=== 本文 ===
【ミスミソウ咲き始める】
イスラエル最高の文学賞、エルサレム賞が2/15、作家の村上春樹氏に贈られた。
「文藝春秋」4月号で、村上春樹の『独占インタビュー&受賞スピーチ 「僕はなぜエルサレムに行ったのか」』を読んだ。
有名になった「壁と卵」のスピーチ全文を英文と和訳を見比べたりして静かに読んだ。素晴らしい内容だ。授賞式がイスラエルのガザ攻撃の時期とも重なり、周囲からは辞退の勧めがあり、本人も悩んだようだが、彼の言うように「受賞を断るのはネガティブなメッセージ、出向いて授賞式に話すのはポジティブなメッセージ」になったと思う。
【心に残ったスピーチ】
○熟考のすえ、最終的に私はここに来ることを決心しました。私がここに来ると決めた理由のひとつは、あまりにも多くの人々が「行くべきでない」と言ったことです。・・・ 私は立ちすくむよりもここに来ることを、目を反らすよりも見つめることを、沈黙するよりも語ることを選びとりました。
○個人的なメッセージを送らせてください。これは私がフィクションを紡ぐ時、常に心に留めていることです。私はそれを一枚の紙切れに書いて壁にはっておくというよりもむしろ、私の「心の壁」に彫りつけられていること……それはこういうことです。
"Between a high, solid wall and an egg that breaks against it, I will always stand on the side of the egg."

=== 抽出資料 ===
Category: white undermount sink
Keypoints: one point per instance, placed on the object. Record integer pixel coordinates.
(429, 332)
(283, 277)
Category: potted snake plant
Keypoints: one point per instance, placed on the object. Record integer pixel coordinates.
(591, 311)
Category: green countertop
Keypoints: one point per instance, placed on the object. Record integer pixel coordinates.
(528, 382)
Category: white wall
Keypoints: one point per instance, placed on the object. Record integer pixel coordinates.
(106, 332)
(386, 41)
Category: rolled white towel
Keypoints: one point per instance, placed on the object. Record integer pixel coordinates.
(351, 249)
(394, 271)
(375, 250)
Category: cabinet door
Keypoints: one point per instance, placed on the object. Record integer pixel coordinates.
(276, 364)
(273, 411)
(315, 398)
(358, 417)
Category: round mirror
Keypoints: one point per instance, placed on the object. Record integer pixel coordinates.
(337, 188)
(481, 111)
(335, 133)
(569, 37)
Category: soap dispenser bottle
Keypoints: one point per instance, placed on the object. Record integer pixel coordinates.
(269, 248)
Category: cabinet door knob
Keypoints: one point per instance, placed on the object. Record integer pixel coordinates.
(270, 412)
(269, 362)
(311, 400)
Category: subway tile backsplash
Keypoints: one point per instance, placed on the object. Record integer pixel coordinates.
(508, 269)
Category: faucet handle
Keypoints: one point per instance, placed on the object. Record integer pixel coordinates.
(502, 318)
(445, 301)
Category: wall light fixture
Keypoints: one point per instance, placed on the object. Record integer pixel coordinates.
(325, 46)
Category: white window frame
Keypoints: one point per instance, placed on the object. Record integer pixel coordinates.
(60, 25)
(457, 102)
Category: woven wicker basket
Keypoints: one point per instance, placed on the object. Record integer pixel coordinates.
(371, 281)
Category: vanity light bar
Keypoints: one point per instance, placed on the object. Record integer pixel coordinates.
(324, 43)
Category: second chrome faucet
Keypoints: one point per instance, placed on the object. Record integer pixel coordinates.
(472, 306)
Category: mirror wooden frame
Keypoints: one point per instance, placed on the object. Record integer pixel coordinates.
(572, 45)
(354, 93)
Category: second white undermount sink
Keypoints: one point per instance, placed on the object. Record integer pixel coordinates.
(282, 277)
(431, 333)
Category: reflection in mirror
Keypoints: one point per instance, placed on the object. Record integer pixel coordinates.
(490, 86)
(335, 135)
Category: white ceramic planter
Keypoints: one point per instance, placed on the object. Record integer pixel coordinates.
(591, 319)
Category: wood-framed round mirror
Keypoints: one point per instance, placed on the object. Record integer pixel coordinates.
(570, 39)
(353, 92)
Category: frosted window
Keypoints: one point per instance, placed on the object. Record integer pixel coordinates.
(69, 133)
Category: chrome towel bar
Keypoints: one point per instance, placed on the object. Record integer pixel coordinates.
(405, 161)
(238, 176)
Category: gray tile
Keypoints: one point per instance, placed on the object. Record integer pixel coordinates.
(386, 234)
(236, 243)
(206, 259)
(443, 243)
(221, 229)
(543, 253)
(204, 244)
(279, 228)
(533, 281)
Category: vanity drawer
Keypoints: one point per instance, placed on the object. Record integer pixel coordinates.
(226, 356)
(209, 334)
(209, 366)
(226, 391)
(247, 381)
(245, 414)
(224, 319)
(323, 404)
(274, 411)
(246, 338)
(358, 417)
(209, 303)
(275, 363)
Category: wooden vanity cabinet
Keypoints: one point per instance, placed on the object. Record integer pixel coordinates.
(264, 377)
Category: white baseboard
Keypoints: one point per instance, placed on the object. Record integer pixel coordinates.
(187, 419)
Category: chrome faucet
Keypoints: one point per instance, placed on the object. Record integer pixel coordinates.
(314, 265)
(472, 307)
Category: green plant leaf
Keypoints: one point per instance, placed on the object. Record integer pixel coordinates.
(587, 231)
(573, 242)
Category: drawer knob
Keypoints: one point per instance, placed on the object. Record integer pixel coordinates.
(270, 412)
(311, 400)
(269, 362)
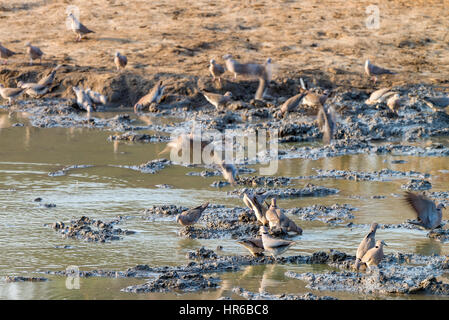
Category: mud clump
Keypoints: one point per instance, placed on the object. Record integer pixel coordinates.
(91, 230)
(172, 281)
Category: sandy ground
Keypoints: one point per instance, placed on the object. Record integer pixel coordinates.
(325, 42)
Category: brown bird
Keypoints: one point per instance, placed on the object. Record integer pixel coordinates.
(154, 95)
(34, 53)
(373, 71)
(254, 245)
(327, 122)
(78, 28)
(5, 53)
(374, 255)
(216, 70)
(191, 216)
(428, 214)
(367, 243)
(10, 93)
(255, 203)
(120, 61)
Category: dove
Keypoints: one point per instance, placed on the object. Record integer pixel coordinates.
(78, 28)
(373, 71)
(10, 93)
(327, 122)
(229, 172)
(367, 243)
(216, 70)
(428, 214)
(272, 245)
(48, 80)
(34, 53)
(120, 61)
(394, 102)
(5, 53)
(436, 103)
(379, 96)
(254, 246)
(33, 89)
(155, 95)
(255, 203)
(96, 97)
(82, 99)
(292, 103)
(191, 216)
(374, 255)
(217, 100)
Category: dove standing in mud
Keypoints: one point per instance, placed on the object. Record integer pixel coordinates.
(191, 216)
(374, 255)
(380, 96)
(367, 243)
(154, 96)
(254, 246)
(216, 70)
(229, 172)
(292, 103)
(272, 245)
(437, 103)
(33, 89)
(78, 28)
(120, 61)
(10, 93)
(5, 54)
(82, 99)
(48, 80)
(217, 100)
(34, 53)
(255, 203)
(373, 71)
(327, 122)
(428, 214)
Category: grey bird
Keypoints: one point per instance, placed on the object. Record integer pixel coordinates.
(254, 246)
(373, 71)
(154, 96)
(217, 100)
(229, 172)
(327, 122)
(191, 216)
(367, 243)
(48, 80)
(255, 203)
(253, 70)
(10, 93)
(380, 96)
(33, 89)
(272, 245)
(78, 28)
(292, 103)
(34, 53)
(120, 61)
(5, 53)
(437, 103)
(82, 99)
(428, 214)
(374, 255)
(216, 70)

=== 課題 ===
本文のスピーチで、村上春樹がエルサレムに来ると決めた理由のひとつとして挙げているのは何か。

=== 解答 ===
あまりにも多くの人々が「行くべきでない」と言ったこと。